■ **WORK TO COMPLETE**: Which lines in the material below contain the string "reflection"? List each of them in full.

■ **PROVIDED RECORDS**:
┄┄┄┄┄┄┄┄┄┄┄┄┄┄┄┄┄┄┄┄
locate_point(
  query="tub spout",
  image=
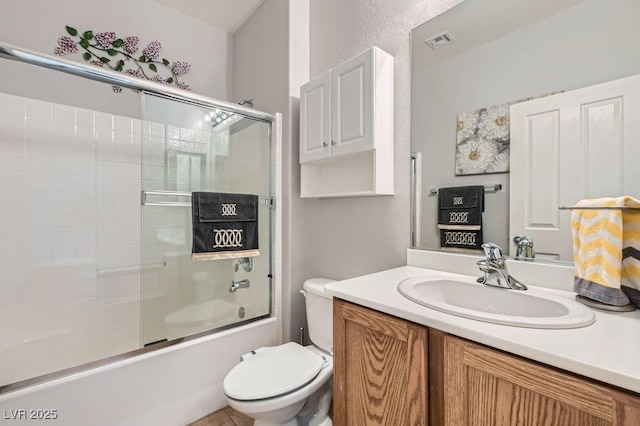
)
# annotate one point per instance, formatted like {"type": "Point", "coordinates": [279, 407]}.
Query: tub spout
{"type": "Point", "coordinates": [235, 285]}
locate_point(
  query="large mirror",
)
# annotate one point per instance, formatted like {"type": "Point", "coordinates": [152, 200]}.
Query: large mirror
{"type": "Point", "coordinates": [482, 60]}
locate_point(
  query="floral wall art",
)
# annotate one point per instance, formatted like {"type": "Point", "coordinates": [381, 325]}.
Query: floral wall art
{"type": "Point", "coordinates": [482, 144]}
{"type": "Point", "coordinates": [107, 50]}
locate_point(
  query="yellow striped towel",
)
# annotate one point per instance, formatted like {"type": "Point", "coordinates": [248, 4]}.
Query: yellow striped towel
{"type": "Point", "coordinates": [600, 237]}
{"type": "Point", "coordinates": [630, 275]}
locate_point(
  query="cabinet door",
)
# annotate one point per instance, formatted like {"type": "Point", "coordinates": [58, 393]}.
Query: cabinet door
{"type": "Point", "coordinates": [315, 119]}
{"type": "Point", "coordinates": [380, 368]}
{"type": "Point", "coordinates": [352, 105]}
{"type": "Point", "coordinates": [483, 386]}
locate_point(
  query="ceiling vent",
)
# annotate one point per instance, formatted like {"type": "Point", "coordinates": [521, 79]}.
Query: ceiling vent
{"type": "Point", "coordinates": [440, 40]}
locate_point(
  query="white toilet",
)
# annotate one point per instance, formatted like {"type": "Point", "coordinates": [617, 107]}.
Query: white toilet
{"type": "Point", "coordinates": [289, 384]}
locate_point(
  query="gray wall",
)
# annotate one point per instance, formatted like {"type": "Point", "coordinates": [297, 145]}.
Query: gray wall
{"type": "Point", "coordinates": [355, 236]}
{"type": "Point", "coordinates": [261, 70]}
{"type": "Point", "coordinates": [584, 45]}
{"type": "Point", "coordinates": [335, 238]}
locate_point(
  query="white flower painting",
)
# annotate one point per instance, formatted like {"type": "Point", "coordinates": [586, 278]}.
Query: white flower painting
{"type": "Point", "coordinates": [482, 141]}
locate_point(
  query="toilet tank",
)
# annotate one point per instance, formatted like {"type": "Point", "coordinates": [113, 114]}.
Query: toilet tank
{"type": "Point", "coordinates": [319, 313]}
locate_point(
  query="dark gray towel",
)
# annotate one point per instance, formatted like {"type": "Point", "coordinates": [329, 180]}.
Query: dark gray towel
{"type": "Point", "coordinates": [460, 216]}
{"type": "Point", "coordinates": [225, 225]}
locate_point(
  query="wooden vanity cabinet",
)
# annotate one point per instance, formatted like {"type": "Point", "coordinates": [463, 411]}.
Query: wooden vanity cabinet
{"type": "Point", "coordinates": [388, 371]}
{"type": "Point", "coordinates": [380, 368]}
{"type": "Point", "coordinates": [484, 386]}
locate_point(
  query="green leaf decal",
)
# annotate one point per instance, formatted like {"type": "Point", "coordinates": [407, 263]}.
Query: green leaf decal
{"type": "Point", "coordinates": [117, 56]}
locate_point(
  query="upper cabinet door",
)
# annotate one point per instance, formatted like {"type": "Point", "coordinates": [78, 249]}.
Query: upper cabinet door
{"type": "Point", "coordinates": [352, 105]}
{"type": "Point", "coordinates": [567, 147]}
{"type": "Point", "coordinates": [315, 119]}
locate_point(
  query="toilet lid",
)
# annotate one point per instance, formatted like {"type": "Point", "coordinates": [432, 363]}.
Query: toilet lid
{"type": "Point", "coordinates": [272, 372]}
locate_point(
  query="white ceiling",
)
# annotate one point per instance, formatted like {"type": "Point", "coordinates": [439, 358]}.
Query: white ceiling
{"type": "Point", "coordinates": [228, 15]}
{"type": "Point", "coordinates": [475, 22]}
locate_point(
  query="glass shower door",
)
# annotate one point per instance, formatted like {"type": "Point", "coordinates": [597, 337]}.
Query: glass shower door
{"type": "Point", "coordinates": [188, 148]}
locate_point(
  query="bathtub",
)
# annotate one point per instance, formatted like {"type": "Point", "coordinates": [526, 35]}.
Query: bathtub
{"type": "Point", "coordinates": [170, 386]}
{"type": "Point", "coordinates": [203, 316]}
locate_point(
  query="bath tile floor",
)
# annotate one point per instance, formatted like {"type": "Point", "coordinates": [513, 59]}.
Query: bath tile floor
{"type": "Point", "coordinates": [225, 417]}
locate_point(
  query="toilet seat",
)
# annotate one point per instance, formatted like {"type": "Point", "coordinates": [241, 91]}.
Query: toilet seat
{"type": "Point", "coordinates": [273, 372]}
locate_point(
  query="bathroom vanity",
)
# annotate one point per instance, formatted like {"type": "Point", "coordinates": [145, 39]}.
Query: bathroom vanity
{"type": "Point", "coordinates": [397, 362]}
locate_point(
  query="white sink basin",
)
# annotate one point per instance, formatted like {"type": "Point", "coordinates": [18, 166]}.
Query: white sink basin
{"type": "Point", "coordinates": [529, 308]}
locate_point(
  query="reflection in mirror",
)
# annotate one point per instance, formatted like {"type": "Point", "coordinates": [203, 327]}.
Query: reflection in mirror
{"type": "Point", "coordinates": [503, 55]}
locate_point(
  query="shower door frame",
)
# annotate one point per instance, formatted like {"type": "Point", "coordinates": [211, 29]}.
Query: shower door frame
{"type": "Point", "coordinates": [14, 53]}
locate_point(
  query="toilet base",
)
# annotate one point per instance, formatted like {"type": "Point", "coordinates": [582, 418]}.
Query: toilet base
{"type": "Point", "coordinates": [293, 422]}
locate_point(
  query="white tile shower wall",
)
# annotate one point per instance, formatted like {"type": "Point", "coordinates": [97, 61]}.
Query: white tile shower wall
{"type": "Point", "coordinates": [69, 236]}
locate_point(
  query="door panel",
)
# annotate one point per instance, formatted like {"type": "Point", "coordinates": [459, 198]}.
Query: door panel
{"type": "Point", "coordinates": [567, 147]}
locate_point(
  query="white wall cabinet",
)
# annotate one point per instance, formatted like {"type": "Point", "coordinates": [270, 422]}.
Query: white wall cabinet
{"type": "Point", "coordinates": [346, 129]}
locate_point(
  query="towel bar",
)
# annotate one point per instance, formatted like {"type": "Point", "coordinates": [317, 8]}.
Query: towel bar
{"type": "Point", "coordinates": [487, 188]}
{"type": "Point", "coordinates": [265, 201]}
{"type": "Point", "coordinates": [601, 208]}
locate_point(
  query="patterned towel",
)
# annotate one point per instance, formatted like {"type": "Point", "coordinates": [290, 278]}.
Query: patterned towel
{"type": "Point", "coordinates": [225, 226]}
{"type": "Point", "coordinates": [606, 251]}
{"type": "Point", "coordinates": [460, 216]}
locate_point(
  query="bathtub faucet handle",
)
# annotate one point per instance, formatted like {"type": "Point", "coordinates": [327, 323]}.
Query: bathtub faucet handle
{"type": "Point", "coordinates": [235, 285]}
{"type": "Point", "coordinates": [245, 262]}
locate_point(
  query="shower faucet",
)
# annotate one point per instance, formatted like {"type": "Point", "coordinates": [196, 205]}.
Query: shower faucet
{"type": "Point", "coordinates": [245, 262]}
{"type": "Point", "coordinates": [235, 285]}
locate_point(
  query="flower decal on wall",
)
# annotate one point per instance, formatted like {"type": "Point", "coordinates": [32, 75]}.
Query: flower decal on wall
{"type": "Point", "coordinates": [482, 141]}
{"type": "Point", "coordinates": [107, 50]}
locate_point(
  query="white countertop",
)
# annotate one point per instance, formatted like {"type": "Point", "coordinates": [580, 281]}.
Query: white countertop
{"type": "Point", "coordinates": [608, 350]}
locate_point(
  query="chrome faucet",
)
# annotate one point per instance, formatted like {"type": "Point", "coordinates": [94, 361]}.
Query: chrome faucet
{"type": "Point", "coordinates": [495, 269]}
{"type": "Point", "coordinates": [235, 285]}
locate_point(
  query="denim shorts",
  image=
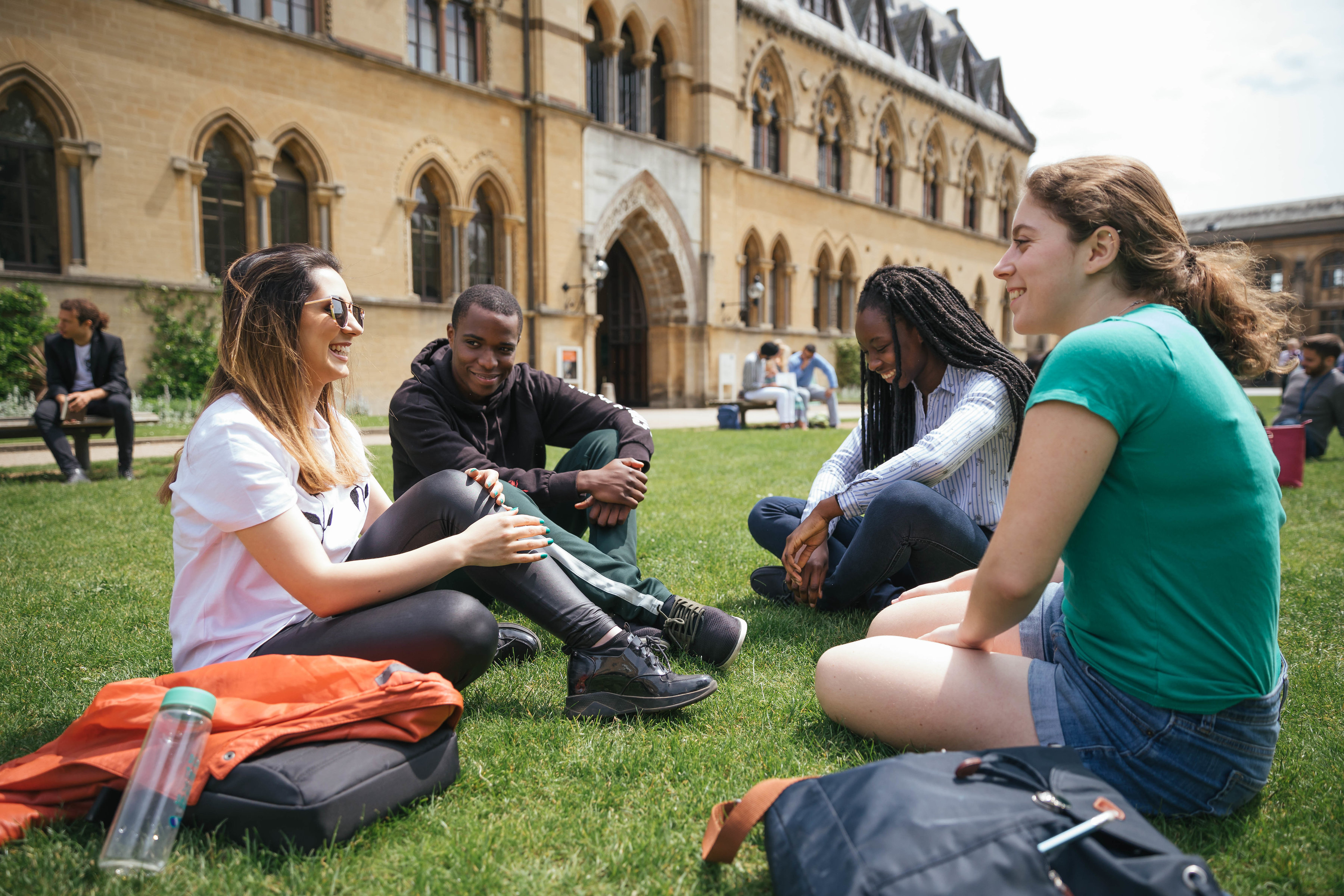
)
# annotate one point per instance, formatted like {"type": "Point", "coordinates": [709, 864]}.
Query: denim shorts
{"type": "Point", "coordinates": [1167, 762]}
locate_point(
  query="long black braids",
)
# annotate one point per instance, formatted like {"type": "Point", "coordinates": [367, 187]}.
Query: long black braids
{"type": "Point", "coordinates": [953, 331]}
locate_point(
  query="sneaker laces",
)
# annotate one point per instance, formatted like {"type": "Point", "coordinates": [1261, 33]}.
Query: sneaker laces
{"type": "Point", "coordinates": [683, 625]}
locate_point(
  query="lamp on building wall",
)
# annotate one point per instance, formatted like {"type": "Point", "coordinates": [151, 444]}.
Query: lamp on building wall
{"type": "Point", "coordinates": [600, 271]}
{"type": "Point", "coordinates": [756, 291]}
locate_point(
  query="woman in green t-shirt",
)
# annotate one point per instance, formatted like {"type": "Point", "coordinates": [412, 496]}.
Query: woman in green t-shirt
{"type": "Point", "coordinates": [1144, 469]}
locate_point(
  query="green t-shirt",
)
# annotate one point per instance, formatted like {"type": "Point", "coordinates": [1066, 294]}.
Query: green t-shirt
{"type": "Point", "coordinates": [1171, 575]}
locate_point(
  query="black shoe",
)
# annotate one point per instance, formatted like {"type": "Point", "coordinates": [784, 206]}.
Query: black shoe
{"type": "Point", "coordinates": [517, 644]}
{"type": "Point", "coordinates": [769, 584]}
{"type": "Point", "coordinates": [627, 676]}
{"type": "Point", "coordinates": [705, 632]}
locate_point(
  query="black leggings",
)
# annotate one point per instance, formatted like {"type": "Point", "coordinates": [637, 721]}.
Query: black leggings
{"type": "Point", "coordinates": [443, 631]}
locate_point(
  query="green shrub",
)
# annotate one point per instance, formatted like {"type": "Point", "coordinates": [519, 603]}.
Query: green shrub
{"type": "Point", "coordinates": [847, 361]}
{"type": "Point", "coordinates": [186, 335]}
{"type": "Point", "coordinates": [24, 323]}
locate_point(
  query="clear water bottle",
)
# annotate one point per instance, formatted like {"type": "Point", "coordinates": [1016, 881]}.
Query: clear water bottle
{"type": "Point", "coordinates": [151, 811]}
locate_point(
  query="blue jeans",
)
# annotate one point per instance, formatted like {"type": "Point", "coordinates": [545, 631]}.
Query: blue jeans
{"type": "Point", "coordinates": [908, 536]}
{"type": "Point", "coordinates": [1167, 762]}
┄┄┄┄┄┄┄┄┄┄┄┄┄┄┄┄┄┄┄┄
■ **RESPONSE**:
  query="reflection in mirror",
Query: reflection in mirror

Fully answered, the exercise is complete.